PASSAGE GIVEN
========================================

Paris Wife (McLain)

The Paris Wife 
Paula McLain, 2011
Random House
320 pp.
ISBN-13: 9780345521309


Summary 
A deeply evocative story of ambition and betrayal, The Paris Wife captures a remarkable period of time and a love affair between two unforgettable people: Ernest Hemingway and his wife Hadley.

Chicago, 1920: Hadley Richardson is a quiet twenty-eight-year-old who has all but given up on love and happiness—until she meets Ernest Hemingway and her life changes forever. Following a whirlwind courtship and wedding, the pair set sail for Paris, where they become the golden couple in a lively and volatile group—the fabled “Lost Generation”—that includes Gertrude Stein, Ezra Pound, and F. Scott and Zelda Fitzgerald.

Though deeply in love, the Hemingways are ill prepared for the hard-drinking and fast-living life of Jazz Age Paris, which hardly values traditional notions of family and monogamy. Surrounded by beautiful women and competing egos, Ernest struggles to find the voice that will earn him a place in history, pouring all the richness and intensity of his life with Hadley and their circle of friends into the novel that will become The Sun Also Rises.

Hadley, meanwhile, strives to hold on to her sense of self as the demands of life with Ernest grow costly and her roles as wife, friend, and muse become more challenging. Despite their extraordinary bond, they eventually find themselves facing the ultimate crisis of their marriage—a deception that will lead to the unraveling of everything they’ve fought so hard for.

A heartbreaking portrayal of love and torn loyalty, The Paris Wife is all the more poignant because we know that, in the end, Hemingway wrote that he would rather have died than fallen in love with anyone but Hadley. (From the publisher.)



Author Bio
Birth—1965
Where— Fresno, California, USA
Education—M.F.A., University of Michigan
Currently—lives in Cleveland, Ohio


Paula McLain is an American author best known for her novel, The Paris Wife, a fictionalized account of Ernest Hemingway's first marriage. That work became a long-time New York Times bestseller. Her 2015 novel centering on female aviator Beryl Markham was released to excellent reviews in 2015. 

McLain has also published two collections of poetry in 1999 and 2005, a memoir about growing up in the foster system in 2003, and the novel A Ticket to Ride in 2008.

McLain was born in Fresno, California. Her mother vanished when she was four, and her father was in and out of jail, leaving McLain and her two sisters (one older, one younger) to move in and out of various foster homes for the next fourteen years. It was an ordeal described in her memoir, Like Family: Growing Up in Other People's Houses.

When she aged out of the system, McLain supported herself by working in various jobs before discovering she could write. Eventually, she received an MFA in poetry from the University of Michigan and has been a resident of Yaddo and the MacDowell Colony as well as the recipient of fellowships from the Ohio Arts Council and the National Endowment for the Arts.

========================================

ENTRIES PROVIDED
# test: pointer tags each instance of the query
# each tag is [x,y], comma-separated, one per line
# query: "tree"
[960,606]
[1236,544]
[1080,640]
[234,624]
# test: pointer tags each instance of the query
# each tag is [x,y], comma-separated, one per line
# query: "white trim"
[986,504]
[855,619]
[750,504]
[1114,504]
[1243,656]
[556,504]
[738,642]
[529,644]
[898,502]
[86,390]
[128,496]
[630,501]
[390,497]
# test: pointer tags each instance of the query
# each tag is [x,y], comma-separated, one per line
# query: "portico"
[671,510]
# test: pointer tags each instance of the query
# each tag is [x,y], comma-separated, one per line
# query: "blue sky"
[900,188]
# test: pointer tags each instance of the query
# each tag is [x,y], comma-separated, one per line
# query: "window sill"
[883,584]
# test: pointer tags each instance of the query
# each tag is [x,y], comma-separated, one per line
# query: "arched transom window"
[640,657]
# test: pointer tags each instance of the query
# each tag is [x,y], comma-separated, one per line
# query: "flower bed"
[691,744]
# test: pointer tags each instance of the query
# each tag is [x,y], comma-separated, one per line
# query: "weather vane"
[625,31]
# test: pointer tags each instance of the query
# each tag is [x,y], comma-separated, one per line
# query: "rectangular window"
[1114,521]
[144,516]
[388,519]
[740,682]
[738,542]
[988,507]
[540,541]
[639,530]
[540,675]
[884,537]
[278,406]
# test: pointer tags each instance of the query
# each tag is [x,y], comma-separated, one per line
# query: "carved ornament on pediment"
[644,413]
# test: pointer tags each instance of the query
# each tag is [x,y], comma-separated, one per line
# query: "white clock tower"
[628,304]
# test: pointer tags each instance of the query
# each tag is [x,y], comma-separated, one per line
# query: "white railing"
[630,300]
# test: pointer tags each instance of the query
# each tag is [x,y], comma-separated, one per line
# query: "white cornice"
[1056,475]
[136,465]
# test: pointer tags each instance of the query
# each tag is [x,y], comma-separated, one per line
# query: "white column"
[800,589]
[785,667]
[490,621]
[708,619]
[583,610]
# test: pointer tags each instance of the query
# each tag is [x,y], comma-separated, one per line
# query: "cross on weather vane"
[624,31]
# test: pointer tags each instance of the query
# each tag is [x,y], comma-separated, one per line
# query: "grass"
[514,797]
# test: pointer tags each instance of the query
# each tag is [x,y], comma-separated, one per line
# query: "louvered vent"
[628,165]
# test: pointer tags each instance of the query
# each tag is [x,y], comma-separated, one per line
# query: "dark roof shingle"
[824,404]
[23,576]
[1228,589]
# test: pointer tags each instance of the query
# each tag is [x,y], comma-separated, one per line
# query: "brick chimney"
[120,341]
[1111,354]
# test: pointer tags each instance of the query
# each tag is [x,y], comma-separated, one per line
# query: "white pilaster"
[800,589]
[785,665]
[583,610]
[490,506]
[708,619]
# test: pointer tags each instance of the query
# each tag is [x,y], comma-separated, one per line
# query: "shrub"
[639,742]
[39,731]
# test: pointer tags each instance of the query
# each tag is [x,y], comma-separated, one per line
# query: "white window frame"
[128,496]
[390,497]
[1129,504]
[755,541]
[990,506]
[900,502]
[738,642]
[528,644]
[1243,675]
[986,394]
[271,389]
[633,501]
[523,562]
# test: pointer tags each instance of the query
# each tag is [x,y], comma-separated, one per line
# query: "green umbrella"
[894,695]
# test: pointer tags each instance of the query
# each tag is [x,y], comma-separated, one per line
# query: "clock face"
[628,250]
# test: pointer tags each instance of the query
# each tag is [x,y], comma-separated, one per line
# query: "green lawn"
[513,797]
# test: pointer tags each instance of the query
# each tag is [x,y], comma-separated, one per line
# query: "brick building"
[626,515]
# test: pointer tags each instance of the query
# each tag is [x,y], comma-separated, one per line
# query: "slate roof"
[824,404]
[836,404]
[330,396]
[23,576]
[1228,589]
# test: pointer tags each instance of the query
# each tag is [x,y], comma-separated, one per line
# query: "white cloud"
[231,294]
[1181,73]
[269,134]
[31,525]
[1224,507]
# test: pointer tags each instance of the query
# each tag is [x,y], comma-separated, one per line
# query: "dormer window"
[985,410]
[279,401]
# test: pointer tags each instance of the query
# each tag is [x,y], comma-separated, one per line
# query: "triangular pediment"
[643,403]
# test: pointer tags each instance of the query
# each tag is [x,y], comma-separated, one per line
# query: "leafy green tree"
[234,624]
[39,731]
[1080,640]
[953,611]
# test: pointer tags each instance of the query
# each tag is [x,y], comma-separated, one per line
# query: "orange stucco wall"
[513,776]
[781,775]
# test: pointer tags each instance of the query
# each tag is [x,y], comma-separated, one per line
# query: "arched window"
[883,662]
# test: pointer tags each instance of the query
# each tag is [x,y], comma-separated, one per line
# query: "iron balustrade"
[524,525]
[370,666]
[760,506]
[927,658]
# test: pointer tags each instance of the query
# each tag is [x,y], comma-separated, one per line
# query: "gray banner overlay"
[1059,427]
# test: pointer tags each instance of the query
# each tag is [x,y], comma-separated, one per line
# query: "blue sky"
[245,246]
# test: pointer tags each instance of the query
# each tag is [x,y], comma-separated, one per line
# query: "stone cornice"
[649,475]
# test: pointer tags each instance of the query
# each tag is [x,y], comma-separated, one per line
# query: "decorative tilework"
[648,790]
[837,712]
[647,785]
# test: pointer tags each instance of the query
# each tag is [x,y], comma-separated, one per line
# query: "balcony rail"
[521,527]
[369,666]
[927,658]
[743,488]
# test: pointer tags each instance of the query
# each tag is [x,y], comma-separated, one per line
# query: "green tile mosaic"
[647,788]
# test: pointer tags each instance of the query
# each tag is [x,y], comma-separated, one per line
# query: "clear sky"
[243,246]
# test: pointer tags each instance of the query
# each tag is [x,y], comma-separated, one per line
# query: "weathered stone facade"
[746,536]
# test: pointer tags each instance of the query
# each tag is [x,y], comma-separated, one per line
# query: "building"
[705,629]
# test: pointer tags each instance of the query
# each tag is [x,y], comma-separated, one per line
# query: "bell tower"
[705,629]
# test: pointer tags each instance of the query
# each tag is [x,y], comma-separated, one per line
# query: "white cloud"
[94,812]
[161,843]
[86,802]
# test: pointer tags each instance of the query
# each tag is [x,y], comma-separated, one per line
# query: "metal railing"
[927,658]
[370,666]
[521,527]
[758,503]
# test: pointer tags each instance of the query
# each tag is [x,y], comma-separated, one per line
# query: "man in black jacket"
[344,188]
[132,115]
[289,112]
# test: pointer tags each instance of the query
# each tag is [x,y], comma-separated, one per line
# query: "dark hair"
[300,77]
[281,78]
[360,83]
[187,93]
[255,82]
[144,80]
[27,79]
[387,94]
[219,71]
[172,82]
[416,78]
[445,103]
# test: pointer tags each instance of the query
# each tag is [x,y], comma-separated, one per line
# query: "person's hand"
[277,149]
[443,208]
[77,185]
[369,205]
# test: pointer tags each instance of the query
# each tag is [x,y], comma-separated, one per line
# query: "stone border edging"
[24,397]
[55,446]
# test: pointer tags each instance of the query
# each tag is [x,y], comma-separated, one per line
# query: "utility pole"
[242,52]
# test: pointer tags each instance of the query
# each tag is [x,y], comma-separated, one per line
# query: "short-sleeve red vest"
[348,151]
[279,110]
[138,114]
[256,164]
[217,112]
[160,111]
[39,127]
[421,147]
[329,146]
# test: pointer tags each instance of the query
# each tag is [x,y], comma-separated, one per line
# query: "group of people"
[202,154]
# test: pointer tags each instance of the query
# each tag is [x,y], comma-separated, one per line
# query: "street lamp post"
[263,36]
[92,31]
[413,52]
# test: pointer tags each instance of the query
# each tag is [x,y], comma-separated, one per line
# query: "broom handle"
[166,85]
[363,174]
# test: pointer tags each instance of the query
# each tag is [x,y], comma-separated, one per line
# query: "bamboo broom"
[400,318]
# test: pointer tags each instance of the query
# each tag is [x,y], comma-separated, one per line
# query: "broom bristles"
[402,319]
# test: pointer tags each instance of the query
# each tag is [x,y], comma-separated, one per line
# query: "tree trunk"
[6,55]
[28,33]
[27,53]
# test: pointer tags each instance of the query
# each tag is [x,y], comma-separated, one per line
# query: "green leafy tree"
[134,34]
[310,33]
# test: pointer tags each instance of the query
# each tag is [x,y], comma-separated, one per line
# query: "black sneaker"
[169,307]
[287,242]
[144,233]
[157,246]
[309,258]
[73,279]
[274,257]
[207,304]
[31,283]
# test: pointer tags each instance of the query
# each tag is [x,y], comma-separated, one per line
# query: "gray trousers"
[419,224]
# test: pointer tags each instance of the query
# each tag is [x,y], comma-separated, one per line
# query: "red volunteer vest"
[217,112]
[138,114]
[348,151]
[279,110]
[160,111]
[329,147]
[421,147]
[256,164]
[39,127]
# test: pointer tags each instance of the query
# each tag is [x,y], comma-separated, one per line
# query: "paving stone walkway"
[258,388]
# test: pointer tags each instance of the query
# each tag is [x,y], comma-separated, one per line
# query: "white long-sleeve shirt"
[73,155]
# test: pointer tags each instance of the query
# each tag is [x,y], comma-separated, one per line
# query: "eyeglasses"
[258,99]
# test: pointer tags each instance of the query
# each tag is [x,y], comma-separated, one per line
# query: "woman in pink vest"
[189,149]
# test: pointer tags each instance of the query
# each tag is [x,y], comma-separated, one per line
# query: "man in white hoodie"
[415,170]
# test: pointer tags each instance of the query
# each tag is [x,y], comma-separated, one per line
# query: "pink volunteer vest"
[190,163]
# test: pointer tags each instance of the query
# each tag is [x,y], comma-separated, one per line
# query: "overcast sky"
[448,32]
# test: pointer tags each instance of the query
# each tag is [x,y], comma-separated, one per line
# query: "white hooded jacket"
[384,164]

========================================

WHAT NEEDS TO BE DONE
Can you copy out, word for word, the part of The Paris Wife page between "McLain has also" and "Other People's Houses.", inclusive?

FINISHED ANSWER
McLain has also published two collections of poetry in 1999 and 2005, a memoir about growing up in the foster system in 2003, and the novel A Ticket to Ride in 2008.

McLain was born in Fresno, California. Her mother vanished when she was four, and her father was in and out of jail, leaving McLain and her two sisters (one older, one younger) to move in and out of various foster homes for the next fourteen years. It was an ordeal described in her memoir, Like Family: Growing Up in Other People's Houses.